-- start SOURCE TEXT --

Was that with shipping included? Also, if you are from EU were they any custom charges?


----------



## avidsensei (Apr 25, 2016)

Performed some heating tests today. I will probably be ok on cooler days but I think some additional cooling will be needed on hot summer days. 

Room temp was 20C at test start,
I started the test with a 1C discharge (2.6A) the battery temp continued to climb for about 30 min and stabilized at 34C I then performed some high discharge tests. Two periods of 6.5A discharge for 1 min on the first and 1.5 min on the second. The first peaked at 38.6C the second peaked at 41C. 
I went back to a 1C discharge for 5 min and temps went back down to 34.5C. For the rest of the capacity of the battery I discharged at 3.5A and temps stayed at 39.5C 

So I think I might be able to get away with air cooling. Perhaps a ram air duct or maybe a fan. What do you think?


----------



## kennybobby (Aug 10, 2012)

Did you measure the open circuit voltage before starting your test, and did you monitor voltage during the test? If so then you could calculate the internal resistance of the cell to compare with the spec sheet.

-- end SOURCE TEXT --
-- start STORED DATA --

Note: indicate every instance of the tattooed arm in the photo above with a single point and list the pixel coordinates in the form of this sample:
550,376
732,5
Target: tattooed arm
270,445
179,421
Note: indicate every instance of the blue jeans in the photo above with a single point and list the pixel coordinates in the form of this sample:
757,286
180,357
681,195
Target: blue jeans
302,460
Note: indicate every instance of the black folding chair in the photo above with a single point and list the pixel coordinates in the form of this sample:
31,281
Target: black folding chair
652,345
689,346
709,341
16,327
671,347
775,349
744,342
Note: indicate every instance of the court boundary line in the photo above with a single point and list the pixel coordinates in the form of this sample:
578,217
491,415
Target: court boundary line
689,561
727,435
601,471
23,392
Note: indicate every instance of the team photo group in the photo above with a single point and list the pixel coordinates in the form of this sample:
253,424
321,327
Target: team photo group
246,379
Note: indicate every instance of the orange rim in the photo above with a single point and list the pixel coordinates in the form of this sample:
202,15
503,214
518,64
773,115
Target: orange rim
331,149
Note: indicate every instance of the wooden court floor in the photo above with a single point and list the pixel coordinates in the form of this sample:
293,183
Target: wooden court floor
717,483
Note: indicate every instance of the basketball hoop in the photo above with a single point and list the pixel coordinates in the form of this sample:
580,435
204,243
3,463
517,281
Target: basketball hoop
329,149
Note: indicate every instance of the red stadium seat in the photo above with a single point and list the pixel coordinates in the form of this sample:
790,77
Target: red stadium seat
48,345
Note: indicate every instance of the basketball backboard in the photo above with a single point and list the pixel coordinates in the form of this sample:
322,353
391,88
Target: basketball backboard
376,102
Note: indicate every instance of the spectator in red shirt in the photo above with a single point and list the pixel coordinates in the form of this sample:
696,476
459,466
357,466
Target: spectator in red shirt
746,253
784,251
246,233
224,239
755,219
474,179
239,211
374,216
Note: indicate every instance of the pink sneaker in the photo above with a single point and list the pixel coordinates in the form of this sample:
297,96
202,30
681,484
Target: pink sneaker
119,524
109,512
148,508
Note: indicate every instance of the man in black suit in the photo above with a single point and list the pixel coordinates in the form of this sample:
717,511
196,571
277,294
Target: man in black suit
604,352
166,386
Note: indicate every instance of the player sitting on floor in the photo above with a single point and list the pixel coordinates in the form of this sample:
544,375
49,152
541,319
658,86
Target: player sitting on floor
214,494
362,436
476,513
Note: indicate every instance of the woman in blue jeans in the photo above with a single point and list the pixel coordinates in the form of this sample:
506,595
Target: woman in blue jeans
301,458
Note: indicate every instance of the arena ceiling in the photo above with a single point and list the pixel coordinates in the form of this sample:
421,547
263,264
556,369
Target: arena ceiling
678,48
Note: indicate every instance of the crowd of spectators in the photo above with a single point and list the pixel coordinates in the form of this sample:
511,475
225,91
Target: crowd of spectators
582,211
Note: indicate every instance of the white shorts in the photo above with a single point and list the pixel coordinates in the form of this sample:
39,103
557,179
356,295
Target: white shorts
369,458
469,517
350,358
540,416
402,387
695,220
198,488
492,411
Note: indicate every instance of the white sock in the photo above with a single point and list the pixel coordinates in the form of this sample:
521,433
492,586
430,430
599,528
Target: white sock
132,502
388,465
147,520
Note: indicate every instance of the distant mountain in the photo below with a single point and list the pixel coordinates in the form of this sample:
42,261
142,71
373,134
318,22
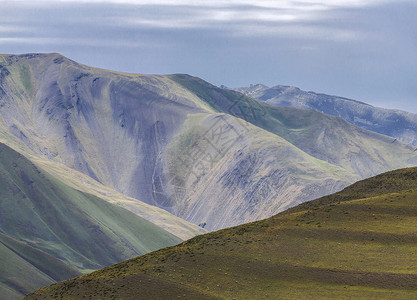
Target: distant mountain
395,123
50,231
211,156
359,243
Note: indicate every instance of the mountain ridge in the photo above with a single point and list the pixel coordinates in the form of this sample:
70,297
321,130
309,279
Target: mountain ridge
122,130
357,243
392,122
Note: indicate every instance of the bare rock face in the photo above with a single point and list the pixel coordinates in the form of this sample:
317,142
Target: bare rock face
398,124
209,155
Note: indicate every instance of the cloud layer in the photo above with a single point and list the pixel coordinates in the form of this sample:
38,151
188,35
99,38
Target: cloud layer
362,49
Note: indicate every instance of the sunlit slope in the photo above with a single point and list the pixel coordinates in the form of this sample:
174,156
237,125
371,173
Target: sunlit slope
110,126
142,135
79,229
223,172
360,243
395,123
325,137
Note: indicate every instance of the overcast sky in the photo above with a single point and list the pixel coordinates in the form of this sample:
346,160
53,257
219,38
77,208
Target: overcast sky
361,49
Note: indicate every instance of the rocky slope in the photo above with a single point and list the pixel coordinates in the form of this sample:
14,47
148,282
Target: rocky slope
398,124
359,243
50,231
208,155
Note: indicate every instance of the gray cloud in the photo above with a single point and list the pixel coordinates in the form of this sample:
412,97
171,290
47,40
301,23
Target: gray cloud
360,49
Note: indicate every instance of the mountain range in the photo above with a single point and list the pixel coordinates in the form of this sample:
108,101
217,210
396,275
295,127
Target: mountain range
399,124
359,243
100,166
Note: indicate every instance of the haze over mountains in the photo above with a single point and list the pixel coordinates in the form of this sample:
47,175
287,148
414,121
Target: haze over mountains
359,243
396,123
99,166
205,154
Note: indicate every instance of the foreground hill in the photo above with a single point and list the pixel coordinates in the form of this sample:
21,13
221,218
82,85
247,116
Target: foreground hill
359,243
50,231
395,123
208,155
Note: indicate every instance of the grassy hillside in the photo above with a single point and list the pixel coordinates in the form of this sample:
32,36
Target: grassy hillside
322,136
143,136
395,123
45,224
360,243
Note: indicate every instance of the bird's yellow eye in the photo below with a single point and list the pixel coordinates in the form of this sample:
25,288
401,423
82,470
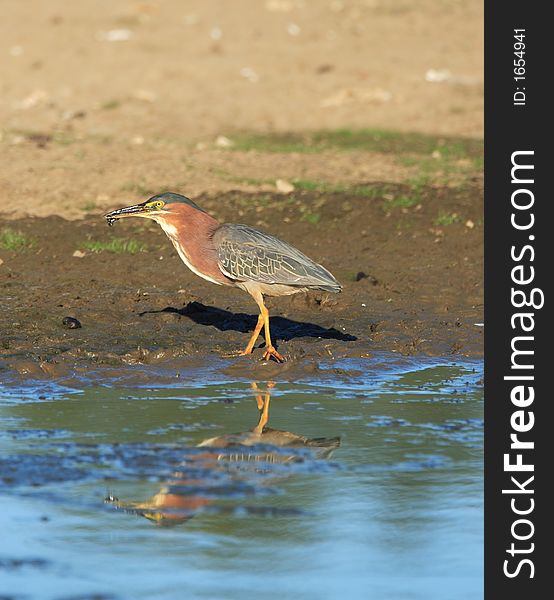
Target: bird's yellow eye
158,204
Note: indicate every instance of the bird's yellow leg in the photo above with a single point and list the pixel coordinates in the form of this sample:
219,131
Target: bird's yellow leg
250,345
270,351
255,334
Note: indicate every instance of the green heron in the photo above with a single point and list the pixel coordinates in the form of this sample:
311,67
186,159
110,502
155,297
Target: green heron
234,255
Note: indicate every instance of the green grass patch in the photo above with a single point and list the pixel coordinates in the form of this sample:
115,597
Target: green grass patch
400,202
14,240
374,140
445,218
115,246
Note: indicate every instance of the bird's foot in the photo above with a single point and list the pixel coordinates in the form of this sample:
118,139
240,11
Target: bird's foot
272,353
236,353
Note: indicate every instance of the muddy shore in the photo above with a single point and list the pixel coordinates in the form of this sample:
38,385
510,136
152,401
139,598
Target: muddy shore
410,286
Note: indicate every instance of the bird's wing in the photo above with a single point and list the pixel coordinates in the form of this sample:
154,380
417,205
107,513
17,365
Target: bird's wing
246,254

-- end STORED DATA --
-- start STORED DATA --

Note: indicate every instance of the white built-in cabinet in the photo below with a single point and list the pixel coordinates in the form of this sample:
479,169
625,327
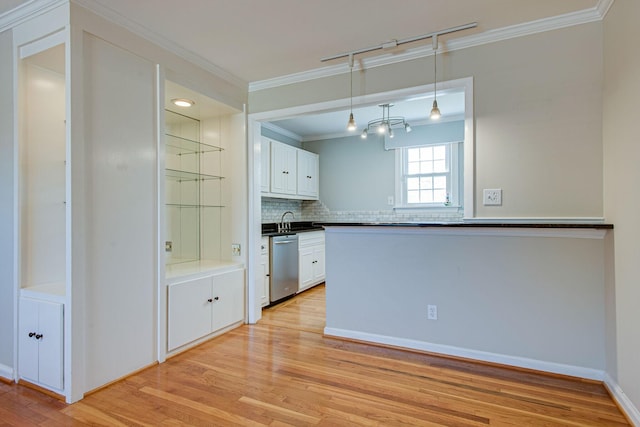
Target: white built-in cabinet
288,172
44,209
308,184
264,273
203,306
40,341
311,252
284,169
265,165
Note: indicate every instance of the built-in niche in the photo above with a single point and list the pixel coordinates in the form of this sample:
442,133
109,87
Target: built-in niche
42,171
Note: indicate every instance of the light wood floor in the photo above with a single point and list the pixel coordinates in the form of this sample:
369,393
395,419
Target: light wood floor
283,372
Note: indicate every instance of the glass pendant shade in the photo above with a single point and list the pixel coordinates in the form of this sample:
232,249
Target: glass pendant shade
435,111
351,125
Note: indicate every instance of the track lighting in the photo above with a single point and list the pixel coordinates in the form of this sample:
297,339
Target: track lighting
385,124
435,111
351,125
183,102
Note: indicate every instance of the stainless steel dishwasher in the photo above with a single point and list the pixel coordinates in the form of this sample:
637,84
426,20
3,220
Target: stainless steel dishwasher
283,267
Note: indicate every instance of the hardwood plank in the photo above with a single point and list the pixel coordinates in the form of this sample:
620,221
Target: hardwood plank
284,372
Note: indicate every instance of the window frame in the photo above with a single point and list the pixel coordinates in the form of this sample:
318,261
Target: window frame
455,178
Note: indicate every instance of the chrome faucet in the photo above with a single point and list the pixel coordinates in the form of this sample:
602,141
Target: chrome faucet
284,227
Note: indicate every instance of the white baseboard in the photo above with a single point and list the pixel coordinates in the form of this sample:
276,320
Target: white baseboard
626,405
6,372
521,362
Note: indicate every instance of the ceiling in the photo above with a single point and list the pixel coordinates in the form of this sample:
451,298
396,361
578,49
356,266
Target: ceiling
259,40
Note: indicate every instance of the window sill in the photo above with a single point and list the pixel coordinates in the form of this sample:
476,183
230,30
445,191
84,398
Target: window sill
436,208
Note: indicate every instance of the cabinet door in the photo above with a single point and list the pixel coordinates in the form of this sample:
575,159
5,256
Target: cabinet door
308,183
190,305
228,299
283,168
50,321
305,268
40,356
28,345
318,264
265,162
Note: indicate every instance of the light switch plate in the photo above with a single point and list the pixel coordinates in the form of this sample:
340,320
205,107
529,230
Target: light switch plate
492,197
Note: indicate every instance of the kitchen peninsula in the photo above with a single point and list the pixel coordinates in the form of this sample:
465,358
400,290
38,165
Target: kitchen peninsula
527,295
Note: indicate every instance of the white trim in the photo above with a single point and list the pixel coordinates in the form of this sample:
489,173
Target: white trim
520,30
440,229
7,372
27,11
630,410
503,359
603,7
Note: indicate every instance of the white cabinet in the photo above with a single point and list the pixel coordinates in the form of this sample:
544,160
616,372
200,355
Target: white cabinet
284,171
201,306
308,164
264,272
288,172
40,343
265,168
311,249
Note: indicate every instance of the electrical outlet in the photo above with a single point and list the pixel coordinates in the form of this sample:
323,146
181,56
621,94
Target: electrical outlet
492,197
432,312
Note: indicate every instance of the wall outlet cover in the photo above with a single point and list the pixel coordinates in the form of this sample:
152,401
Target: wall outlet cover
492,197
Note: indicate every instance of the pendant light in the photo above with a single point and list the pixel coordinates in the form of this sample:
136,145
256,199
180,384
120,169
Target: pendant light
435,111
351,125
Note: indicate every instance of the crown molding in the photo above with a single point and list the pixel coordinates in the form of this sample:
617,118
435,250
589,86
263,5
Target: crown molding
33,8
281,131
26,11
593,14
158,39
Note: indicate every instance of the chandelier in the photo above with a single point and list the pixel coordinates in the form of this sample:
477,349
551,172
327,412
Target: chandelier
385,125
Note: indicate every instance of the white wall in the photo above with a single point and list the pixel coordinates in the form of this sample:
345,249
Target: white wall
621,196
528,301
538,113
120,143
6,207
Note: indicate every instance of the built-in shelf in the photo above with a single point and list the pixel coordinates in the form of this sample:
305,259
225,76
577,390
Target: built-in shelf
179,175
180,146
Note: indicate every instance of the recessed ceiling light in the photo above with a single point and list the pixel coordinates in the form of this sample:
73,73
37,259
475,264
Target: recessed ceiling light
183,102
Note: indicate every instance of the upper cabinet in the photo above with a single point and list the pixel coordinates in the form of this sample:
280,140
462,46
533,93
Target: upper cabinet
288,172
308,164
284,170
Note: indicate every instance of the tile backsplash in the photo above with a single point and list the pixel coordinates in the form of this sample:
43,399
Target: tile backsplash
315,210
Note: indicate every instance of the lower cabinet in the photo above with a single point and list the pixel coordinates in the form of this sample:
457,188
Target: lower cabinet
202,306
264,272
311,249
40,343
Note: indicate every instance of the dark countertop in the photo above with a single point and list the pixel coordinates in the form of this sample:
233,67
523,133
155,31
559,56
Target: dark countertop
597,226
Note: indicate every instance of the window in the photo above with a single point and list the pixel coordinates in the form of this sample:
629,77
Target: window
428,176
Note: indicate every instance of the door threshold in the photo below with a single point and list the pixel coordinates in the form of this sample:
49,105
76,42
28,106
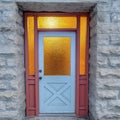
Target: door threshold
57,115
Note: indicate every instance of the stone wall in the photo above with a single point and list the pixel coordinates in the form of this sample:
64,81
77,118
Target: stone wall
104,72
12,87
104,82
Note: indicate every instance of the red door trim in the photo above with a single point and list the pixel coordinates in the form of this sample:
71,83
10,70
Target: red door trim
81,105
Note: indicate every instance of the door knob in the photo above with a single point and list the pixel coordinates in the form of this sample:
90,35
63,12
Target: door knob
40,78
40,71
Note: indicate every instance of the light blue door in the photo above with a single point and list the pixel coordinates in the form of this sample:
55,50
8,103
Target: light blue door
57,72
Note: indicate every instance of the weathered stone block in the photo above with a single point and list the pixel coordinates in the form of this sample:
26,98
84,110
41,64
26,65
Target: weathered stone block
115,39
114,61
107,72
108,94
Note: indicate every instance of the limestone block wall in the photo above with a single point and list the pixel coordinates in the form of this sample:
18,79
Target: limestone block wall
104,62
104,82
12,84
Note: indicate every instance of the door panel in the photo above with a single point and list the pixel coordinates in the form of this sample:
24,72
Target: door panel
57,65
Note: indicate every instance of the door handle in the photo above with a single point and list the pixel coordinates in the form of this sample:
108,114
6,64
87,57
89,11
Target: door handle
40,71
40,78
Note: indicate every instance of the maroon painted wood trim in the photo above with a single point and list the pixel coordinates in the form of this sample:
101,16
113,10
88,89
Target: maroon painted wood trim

-- end STORED DATA --
-- start STORED DATA --

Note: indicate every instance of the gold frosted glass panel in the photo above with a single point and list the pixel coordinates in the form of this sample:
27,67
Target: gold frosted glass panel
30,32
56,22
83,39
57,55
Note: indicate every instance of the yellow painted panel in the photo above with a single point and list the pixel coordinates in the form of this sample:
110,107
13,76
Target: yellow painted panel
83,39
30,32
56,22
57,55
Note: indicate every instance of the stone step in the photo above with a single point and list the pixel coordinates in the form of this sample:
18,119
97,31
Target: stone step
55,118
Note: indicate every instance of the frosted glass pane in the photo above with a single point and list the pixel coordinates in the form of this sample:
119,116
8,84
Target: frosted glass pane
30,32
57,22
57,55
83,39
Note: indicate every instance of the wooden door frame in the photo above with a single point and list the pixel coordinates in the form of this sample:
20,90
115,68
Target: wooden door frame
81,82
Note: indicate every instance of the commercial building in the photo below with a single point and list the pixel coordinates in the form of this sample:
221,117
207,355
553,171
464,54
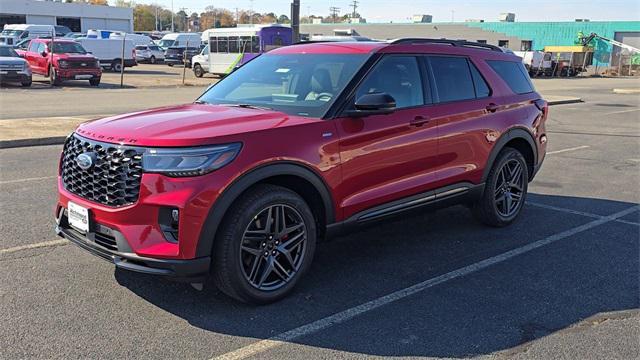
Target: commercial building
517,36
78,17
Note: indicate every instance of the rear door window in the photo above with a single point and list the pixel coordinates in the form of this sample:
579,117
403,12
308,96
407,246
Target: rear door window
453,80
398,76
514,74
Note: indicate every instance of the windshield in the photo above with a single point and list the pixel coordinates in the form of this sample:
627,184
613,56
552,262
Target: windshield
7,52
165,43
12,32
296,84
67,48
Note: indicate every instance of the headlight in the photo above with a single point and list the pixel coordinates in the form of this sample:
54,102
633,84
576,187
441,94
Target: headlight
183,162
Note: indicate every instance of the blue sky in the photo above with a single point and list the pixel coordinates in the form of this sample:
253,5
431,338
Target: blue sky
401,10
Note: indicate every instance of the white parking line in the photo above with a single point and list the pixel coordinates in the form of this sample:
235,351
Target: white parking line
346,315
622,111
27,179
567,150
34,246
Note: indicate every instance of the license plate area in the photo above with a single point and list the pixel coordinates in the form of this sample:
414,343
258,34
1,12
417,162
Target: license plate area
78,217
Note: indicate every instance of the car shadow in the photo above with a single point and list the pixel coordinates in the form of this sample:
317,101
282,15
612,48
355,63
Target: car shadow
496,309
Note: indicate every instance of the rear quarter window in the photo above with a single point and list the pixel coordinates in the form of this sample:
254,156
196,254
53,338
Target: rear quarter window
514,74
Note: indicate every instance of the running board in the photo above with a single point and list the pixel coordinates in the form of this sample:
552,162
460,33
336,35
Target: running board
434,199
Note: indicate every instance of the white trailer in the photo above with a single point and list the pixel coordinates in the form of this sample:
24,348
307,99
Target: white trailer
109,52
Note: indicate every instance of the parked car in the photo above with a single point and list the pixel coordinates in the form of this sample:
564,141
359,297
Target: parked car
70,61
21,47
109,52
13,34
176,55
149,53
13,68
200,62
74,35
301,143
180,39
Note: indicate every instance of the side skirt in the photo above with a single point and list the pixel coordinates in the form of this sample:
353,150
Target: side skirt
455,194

-- end STORED DATA --

● **PROBLEM REQUIREMENTS**
Carry on the forum thread about battery heating tests from the end of its last post.

● **IN RESPONSE**
Rint = Vocv - Vload/ I


----------



## Hollie Maea (Dec 9, 2009)

avidsensei said:


> Performed some heating tests today. I will probably be ok on cooler days but I think some additional cooling will be needed on hot summer days.
> 
> Room temp was 20C at test start,
> I started the test with a 1C discharge (2.6A) the battery temp continued to climb for about 30 min and stabilized at 34C I then performed some high discharge tests. Two periods of 6.5A discharge for 1 min on the first and 1.5 min on the second. The first peaked at 38.6C the second peaked at 41C.
> ...


I would sprinkle some temperature sensors in your pack. If it gets too hot (45C or something) you can derate your power. If it happens often enough to be obnoxious, beef up your cooling.


----------



## avidsensei (Apr 25, 2016)

Kennybobby, I did but it came out at 140 mil the first time and 100 the second so I am not sure if I am doing it right.


----------



## avidsensei (Apr 25, 2016)

hollie maea,
you said 40C was the safe area last time. Is 45C the safe zone or is 40?


----------



## Hollie Maea (Dec 9, 2009)

avidsensei said:


> hollie maea,
> you said 40C was the safe area last time. Is 45C the safe zone or is 40?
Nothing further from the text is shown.